Part of a data file
++++++++++++++++++++

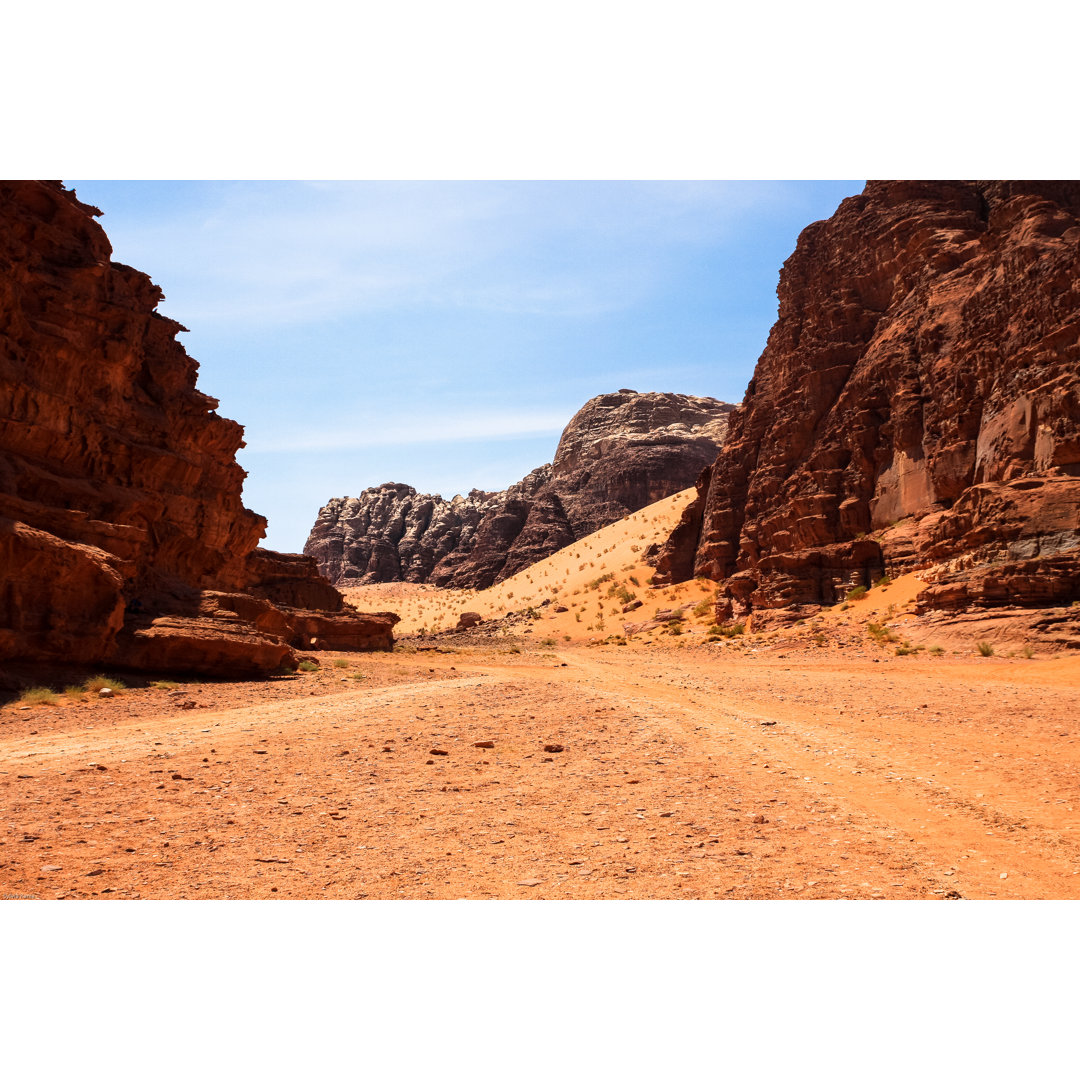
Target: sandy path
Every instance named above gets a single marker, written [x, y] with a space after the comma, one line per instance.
[901, 779]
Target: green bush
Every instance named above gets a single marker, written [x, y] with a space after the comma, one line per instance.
[38, 696]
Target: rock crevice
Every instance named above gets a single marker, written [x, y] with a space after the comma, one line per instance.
[120, 495]
[917, 406]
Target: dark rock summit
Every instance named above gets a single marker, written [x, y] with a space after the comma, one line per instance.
[620, 453]
[917, 406]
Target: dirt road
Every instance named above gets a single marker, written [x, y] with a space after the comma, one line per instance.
[684, 772]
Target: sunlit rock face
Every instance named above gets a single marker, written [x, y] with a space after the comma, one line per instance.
[120, 494]
[917, 405]
[618, 454]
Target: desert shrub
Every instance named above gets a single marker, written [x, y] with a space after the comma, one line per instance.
[103, 682]
[38, 696]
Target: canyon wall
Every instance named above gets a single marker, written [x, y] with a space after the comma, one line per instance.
[917, 406]
[619, 453]
[123, 539]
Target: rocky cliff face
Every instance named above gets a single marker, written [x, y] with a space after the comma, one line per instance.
[620, 453]
[917, 406]
[123, 538]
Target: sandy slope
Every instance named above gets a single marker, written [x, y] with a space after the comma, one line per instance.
[567, 578]
[820, 760]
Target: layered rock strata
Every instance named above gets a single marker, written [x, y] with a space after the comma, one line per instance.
[123, 539]
[917, 406]
[618, 454]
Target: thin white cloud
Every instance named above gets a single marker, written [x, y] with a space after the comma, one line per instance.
[288, 254]
[408, 430]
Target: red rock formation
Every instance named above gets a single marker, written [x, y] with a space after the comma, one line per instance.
[619, 453]
[917, 405]
[120, 495]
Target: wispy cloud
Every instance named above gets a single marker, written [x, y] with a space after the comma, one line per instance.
[409, 430]
[286, 254]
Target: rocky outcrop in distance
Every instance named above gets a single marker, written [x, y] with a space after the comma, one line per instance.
[917, 407]
[618, 454]
[123, 540]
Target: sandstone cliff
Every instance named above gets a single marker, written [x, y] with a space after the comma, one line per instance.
[123, 539]
[917, 405]
[618, 454]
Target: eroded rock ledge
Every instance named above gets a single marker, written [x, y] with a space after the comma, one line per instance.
[917, 406]
[123, 539]
[618, 454]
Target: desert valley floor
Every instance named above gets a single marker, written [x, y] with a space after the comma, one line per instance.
[686, 771]
[552, 753]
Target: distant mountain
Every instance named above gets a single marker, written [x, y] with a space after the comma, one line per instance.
[621, 451]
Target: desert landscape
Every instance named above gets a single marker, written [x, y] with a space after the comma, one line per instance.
[633, 674]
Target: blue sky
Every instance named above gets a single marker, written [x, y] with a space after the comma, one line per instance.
[442, 334]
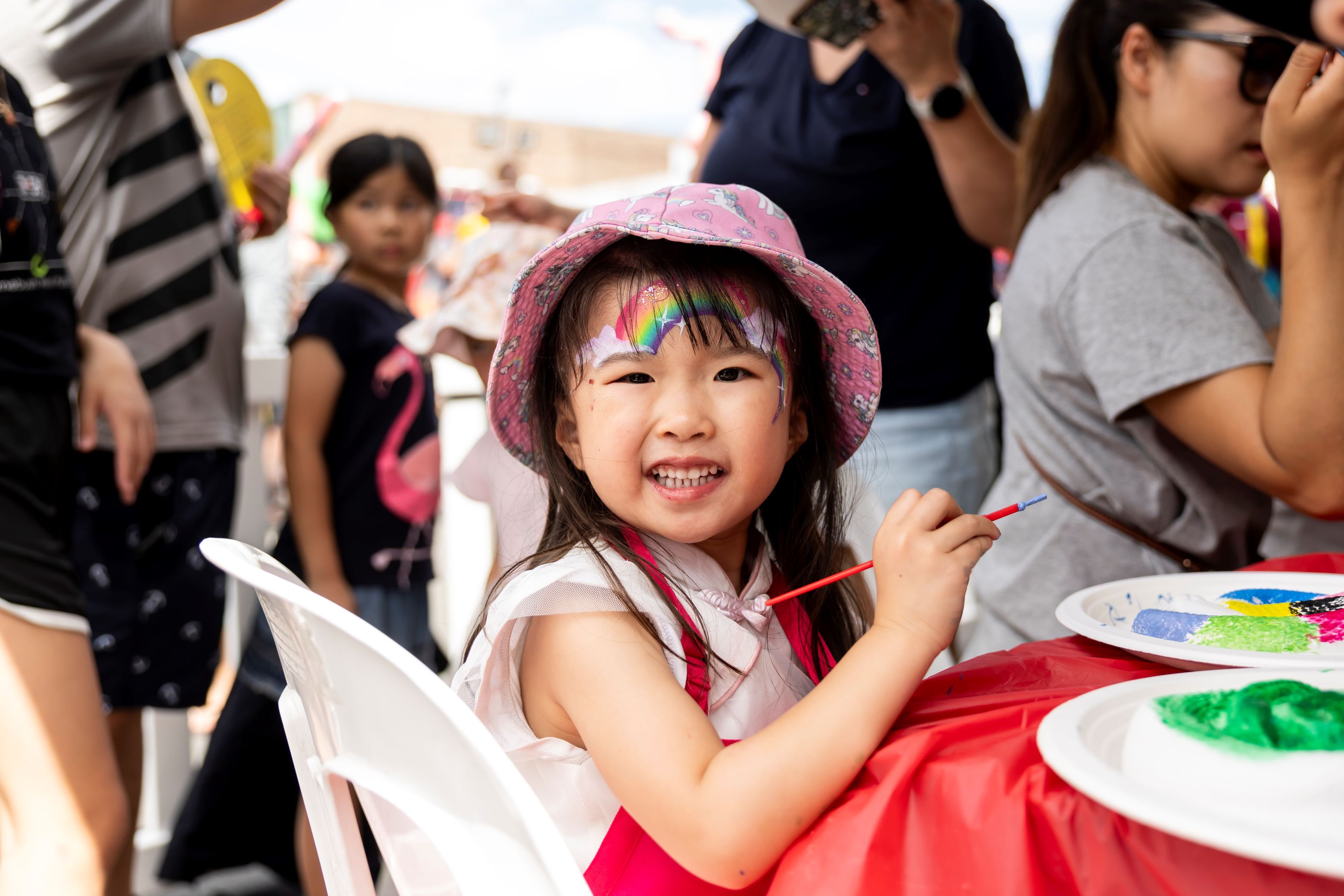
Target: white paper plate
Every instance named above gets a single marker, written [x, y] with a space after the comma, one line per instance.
[1083, 742]
[1107, 612]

++++++++++++++++++++

*YOUR TASK*
From the listing, extract all text exactly as given and drop any picture.

*COMPLETE RESPONSE*
Target: sandy path
Every instance named above gets a single marker, written [x, y] with a space after the comma, one line per instance.
[901, 779]
Target: green bush
Every instance named above gets a single marker, written [x, y] with a space after the comma, one line per instance.
[38, 696]
Target: rock crevice
Every instance named above gets a single marker, written [x, y] with a space after the comma, one line per instance.
[120, 495]
[917, 406]
Target: dark rock summit
Every instance named above gets a single marker, written [x, y] with a space after the comma, one line per instance.
[620, 453]
[917, 406]
Target: dirt road
Every instance named above gets a single marker, written [x, y] with a space after the comma, one line per instance.
[684, 772]
Target: sunlit rock face
Every instance named above gets a single marker, written [x, y] with a space after the comma, one line per instance.
[120, 494]
[917, 405]
[618, 454]
Target: desert shrub
Every instance named above gets a single marker, written [x, y] with a space after the comma, one line per instance.
[103, 682]
[38, 696]
Target: canyon wall
Every instance named above gets a single marker, written [x, y] with a space after the comma, one line per instance.
[917, 406]
[619, 453]
[123, 539]
Target: rocky cliff face
Every instance named above gets a single marker, written [x, y] with a space after the comma, one line per instance.
[620, 453]
[917, 406]
[123, 538]
Target: sandy slope
Every instance named above gets a single marker, written [x, y] with a space after the comma, one line per instance.
[567, 578]
[820, 760]
Target: layered rock strata
Every instance named above gets a single marker, written [x, y] with a space after the comma, one line per instance.
[123, 539]
[917, 406]
[618, 454]
Target: thin white cloud
Every instance named above gets a single marker, written [x, y] with a space after the comma, one line per instance.
[288, 254]
[408, 430]
Target: red rock formation
Every instance named above gets a single marker, written [x, y] with a space after the comma, one line per instance.
[619, 453]
[917, 405]
[120, 495]
Target: wispy cloud
Every instance named above gets a single marker, written [x, y] with a space after the comma, one line per instance.
[409, 430]
[286, 254]
Target: rocky outcrop in distance
Every instance named above gets a single marker, written [x, y] with a space after the comma, one line per instance.
[917, 407]
[618, 454]
[123, 540]
Target: sandstone cliff
Every instance named above gets a single marker, written [x, y] with a space after the comma, one line per instance.
[123, 539]
[917, 405]
[618, 454]
Target: eroded rock ledge
Every instance named above gets a single marker, written [x, y] with a space after the comma, one line per instance.
[917, 406]
[123, 539]
[618, 454]
Target: desert valley floor
Every instance named above gets a single marker, written [x, y] with a space after the comma, one line per instance.
[686, 771]
[552, 753]
Target: distant mountain
Every instance named above gets a single marker, written [x, y] with a space after the comma, one line per instance.
[621, 451]
Target: desert landscape
Every instance named above gets a single marker, written [x, y] with a space after the comma, one line per instance.
[633, 674]
Target: blue sky
Every instance named above gets a single marker, written [x, y] with a space after the comma, one line per instance.
[442, 334]
Target: white paper plate
Every instance named above gets a single marker, written [x, y] with a space after the comma, one line per instance.
[1083, 742]
[1107, 612]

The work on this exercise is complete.